** AIM **
Recast everything from the first line down to and including the line containing "88;200;122;236" as a JSON list of strings, one string per line, with blank lines left out. Omit the picture from the list.

** SUPPLIED MATERIAL **
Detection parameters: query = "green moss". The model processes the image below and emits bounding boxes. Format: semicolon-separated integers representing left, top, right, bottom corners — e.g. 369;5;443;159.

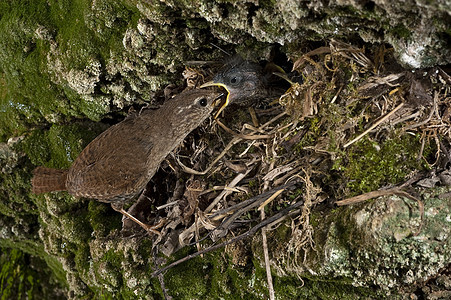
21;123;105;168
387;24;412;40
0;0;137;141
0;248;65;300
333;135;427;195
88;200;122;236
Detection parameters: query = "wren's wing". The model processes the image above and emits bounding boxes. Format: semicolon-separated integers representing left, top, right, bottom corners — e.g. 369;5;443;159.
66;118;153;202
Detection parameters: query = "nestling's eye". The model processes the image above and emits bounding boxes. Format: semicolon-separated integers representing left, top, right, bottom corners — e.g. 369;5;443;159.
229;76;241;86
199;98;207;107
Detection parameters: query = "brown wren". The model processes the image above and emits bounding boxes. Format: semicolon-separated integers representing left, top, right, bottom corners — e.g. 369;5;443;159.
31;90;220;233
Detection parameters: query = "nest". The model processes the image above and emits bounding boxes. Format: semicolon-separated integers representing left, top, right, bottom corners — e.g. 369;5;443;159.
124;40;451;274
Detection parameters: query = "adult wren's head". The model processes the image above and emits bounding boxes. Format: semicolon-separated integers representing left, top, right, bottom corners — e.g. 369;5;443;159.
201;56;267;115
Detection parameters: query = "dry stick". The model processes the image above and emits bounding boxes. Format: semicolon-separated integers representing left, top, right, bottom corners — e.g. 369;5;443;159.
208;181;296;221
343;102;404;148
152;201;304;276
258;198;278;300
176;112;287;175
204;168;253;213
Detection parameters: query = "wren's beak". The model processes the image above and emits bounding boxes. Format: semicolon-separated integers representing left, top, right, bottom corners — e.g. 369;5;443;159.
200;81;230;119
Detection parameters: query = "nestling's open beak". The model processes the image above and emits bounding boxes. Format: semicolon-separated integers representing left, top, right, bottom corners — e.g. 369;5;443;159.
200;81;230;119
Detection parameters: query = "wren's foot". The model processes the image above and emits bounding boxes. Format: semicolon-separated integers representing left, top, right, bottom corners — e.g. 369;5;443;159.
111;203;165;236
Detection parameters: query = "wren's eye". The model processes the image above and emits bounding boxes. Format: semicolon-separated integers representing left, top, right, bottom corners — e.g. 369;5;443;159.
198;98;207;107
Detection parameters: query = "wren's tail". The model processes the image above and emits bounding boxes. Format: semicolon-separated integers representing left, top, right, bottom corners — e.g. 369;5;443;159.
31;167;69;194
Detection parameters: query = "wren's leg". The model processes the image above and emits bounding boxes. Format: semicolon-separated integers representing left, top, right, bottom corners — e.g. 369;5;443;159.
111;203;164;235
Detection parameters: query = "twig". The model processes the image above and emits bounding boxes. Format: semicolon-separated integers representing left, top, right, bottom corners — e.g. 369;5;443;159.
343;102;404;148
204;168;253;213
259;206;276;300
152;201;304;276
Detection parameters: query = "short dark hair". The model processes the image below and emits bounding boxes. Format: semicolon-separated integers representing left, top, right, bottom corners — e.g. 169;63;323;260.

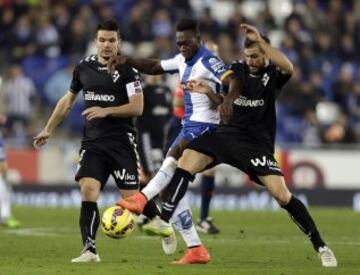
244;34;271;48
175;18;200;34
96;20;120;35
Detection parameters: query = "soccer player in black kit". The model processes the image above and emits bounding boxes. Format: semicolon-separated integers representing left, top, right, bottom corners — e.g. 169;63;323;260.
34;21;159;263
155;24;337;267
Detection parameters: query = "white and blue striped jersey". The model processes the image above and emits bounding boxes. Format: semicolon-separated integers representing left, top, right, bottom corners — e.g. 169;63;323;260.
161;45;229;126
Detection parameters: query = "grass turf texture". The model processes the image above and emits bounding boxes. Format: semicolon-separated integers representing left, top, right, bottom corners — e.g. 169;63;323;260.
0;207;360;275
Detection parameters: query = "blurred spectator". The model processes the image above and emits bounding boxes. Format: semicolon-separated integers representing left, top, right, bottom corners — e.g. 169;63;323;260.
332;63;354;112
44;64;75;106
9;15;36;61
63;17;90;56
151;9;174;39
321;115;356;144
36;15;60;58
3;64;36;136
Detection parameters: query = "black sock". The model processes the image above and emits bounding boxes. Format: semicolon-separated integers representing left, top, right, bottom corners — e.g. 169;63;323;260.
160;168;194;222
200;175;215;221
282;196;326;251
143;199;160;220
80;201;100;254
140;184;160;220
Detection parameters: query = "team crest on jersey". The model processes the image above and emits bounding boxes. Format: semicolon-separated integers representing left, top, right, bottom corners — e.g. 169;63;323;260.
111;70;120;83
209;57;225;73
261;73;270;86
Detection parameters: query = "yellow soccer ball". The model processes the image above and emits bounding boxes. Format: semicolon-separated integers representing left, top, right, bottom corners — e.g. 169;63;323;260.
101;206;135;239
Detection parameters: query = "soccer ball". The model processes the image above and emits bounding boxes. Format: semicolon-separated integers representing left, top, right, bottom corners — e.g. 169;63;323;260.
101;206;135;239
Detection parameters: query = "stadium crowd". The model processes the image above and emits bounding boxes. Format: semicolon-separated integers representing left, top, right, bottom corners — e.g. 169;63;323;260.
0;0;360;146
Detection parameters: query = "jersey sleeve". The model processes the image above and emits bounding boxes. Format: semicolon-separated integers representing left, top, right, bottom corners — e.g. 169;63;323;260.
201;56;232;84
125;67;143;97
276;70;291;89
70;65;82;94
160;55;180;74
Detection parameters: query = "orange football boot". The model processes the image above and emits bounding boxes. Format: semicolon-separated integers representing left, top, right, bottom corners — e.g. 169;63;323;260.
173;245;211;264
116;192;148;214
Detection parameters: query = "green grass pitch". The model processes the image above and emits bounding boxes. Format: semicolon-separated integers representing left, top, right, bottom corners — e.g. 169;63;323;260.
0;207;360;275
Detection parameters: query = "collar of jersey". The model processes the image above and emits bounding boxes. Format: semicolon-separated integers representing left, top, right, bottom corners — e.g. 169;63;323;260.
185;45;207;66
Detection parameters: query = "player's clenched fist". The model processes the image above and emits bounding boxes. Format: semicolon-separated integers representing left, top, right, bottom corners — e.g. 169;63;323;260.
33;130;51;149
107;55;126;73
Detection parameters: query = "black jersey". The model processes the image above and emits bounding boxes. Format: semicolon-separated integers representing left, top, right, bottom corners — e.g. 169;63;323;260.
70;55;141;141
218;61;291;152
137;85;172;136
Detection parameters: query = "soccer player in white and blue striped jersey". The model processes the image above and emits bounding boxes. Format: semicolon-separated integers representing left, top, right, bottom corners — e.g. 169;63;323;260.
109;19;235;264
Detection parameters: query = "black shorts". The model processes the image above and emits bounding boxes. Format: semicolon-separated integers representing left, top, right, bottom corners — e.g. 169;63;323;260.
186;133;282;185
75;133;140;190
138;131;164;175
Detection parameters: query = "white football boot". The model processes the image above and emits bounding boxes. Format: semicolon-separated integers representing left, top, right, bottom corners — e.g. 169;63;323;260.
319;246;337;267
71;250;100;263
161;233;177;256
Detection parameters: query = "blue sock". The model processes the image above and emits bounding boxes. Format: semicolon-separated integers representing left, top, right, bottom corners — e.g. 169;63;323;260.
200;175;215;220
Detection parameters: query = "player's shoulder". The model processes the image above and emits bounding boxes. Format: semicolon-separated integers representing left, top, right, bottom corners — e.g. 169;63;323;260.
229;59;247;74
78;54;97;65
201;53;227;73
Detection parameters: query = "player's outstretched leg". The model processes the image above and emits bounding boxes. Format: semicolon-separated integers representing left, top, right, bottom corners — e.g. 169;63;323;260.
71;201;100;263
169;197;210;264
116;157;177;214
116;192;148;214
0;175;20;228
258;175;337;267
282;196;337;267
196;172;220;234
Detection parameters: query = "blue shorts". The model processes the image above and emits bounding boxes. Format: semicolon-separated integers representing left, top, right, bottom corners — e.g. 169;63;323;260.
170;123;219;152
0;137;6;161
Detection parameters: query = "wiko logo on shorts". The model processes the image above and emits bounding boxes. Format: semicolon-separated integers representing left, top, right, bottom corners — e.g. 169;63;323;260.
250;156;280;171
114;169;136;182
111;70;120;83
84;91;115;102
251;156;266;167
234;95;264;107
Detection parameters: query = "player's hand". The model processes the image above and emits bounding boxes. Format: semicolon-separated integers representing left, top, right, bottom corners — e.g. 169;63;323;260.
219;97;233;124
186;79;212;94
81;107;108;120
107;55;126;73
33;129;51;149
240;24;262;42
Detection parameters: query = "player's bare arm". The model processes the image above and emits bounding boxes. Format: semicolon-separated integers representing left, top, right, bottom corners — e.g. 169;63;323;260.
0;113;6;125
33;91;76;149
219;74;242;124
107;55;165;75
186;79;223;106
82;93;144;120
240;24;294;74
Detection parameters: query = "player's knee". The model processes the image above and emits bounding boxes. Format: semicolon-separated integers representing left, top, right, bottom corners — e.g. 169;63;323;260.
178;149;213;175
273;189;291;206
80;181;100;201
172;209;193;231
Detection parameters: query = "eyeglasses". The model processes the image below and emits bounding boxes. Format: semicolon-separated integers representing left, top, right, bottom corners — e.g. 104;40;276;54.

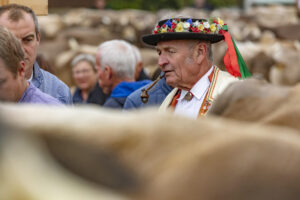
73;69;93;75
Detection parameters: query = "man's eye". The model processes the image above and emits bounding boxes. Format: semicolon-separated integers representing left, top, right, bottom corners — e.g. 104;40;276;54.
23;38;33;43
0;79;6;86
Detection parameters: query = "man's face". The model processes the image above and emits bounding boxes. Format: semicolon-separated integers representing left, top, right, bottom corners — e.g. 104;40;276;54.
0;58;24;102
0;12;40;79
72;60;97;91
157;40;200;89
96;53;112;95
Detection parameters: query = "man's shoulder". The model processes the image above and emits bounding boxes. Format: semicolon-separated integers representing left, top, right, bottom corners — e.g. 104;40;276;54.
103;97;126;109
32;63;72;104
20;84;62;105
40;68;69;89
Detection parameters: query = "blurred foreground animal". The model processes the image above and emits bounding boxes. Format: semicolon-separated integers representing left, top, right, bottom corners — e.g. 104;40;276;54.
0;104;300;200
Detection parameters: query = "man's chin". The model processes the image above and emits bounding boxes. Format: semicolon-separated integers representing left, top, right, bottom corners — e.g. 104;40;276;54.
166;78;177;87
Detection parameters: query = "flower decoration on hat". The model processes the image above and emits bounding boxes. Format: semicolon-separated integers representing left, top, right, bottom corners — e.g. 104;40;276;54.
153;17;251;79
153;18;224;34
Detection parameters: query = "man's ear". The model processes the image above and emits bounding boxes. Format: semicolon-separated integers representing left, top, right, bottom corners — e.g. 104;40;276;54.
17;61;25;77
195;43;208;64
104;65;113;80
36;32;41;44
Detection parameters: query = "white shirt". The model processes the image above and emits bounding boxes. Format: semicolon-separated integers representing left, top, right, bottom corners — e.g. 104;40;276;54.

** RESPONSE TO THIS EXERCISE **
[
  "Detection parameters: query = \"green moss\". The model processes the image below and emits bounding boxes. Format: semicolon-separated integers representing left, top, right, bottom corners — e.g. 369;5;443;159.",
  "21;123;105;168",
  "387;24;412;40",
  "0;0;137;141",
  "0;248;65;300",
  "333;135;427;195",
  "88;200;122;236"
]